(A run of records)
((
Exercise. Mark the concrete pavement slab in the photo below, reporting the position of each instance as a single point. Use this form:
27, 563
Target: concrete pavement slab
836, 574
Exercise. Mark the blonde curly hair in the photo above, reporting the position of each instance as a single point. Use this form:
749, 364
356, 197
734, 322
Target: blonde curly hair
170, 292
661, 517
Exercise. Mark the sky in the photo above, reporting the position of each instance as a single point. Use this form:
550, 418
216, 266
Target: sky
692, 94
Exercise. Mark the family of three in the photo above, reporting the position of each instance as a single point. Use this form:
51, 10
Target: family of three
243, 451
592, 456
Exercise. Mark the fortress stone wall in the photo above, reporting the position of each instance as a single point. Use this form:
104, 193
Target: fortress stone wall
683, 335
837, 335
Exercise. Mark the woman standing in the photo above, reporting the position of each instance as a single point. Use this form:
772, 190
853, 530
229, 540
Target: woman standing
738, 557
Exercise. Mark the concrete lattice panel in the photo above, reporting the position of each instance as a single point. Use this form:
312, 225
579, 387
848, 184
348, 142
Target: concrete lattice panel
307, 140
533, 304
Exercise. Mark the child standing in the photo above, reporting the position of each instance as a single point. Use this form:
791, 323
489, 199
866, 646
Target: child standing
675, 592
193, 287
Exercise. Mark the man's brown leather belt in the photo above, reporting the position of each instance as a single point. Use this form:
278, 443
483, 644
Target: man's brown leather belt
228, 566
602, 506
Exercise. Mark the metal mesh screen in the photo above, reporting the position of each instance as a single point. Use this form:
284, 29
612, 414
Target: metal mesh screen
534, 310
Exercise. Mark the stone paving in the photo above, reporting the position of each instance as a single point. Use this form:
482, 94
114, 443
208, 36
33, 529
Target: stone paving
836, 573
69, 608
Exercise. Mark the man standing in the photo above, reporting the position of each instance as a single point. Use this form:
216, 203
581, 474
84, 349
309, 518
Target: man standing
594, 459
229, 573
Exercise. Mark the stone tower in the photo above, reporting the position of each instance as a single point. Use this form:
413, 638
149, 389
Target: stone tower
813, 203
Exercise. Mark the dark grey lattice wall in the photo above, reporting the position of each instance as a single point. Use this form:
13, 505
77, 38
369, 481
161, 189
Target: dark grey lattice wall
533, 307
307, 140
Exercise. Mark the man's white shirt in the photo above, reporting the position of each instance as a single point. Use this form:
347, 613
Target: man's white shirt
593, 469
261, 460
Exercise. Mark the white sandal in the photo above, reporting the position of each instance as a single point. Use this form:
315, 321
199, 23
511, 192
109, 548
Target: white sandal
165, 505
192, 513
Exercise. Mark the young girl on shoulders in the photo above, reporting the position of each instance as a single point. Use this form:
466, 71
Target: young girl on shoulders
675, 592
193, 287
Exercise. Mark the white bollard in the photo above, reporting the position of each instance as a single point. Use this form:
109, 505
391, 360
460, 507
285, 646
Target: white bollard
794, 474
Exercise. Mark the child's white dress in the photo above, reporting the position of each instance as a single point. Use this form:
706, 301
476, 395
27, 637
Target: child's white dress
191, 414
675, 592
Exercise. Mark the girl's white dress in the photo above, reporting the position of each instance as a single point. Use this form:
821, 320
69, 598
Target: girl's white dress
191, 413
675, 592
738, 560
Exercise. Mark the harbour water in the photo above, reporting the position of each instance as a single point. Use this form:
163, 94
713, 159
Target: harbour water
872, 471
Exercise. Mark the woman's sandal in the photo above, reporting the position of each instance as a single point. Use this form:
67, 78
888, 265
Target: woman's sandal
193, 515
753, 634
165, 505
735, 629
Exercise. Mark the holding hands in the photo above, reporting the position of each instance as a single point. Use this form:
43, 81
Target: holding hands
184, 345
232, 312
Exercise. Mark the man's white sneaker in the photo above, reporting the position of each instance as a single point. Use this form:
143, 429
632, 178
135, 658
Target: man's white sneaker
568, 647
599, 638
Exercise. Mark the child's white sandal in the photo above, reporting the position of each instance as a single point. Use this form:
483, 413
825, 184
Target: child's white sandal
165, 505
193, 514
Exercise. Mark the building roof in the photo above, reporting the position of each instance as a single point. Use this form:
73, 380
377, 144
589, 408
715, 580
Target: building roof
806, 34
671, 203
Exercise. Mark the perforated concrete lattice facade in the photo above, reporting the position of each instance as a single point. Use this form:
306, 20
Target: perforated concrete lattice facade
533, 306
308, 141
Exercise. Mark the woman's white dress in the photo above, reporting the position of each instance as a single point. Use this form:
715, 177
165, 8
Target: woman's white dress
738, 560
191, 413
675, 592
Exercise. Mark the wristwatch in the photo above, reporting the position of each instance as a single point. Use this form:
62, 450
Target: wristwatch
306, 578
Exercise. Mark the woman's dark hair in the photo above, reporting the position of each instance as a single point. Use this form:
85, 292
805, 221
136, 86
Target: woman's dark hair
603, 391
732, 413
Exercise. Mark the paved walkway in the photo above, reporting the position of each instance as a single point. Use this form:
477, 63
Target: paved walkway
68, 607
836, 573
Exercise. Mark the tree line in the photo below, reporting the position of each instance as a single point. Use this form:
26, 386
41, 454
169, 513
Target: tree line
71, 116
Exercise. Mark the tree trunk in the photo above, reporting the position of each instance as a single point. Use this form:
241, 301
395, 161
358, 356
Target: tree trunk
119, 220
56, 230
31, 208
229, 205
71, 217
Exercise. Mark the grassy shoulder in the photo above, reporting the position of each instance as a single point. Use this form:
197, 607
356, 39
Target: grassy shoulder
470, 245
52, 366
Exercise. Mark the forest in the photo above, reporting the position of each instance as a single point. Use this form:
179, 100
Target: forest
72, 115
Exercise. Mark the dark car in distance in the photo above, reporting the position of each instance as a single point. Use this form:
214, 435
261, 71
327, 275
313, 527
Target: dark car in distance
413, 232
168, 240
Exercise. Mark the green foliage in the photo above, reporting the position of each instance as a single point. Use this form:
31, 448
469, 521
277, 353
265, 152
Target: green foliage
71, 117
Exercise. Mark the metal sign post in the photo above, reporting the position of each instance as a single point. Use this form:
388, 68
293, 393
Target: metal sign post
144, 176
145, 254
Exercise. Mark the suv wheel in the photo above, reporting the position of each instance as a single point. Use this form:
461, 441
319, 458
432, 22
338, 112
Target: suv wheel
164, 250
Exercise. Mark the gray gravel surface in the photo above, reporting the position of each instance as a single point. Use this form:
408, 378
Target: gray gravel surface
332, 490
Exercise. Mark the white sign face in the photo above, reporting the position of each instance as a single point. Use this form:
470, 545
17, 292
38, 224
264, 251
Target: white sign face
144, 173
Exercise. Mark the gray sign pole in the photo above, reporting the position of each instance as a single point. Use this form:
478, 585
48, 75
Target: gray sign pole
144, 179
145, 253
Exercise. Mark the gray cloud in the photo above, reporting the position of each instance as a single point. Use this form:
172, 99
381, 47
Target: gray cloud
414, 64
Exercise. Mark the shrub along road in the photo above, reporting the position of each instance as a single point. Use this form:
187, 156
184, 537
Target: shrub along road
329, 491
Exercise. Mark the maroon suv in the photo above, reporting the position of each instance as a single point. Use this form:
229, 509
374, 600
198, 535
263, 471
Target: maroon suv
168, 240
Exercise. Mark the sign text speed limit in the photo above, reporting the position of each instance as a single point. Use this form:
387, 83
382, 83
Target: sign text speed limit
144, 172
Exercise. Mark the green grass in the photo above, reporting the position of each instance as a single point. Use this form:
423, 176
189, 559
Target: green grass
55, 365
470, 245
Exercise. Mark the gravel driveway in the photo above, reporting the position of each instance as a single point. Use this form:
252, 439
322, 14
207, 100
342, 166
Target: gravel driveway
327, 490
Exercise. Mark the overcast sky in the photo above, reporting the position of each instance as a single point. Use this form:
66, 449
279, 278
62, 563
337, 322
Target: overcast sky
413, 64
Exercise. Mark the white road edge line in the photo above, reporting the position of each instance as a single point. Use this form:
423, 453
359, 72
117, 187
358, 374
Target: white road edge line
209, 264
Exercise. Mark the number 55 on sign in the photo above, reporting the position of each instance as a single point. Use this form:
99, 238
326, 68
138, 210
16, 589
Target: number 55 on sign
))
Problem description:
What needs duplicating is the run of lines from the one containing "Exercise. Mark the maroon" through the last line of the entries above, exact and complete.

Response to the exercise:
Exercise. Mark the maroon suv in the photo above, reporting the position of each instance as a single point. Use this form:
229, 509
374, 600
198, 535
263, 471
Target: maroon suv
168, 240
Exercise. Mark the sign text speed limit in the photo above, reporting the position of each instance as a single point. Use this form:
387, 83
382, 83
Target: sign text speed limit
144, 172
Exercise. Mark the green grass in the photo above, reporting the position of each instance as a single point. Use this form:
423, 176
189, 559
Target: green grass
55, 365
470, 245
Exercise. Mark the gravel driveway in the photo above, reporting the position of each instance as a single point. Use this form:
252, 439
322, 14
207, 100
342, 166
Target: gravel driveway
327, 490
Exercise. Mark the overcast sky in the photo above, reporting the position of each instance as a single point. Use this form:
66, 449
279, 278
62, 563
337, 322
Target: overcast sky
413, 64
Exercise. Mark the white road edge line in the photo above, reporting the position of each instance as a single point. Use this form:
423, 453
359, 72
117, 187
358, 374
Target: white road edge line
209, 264
Exercise. Mark the number 55 on sign in the photo above, reporting the position of each instance as a single point. Use this form:
99, 238
326, 68
138, 210
16, 589
Target: number 55 on sign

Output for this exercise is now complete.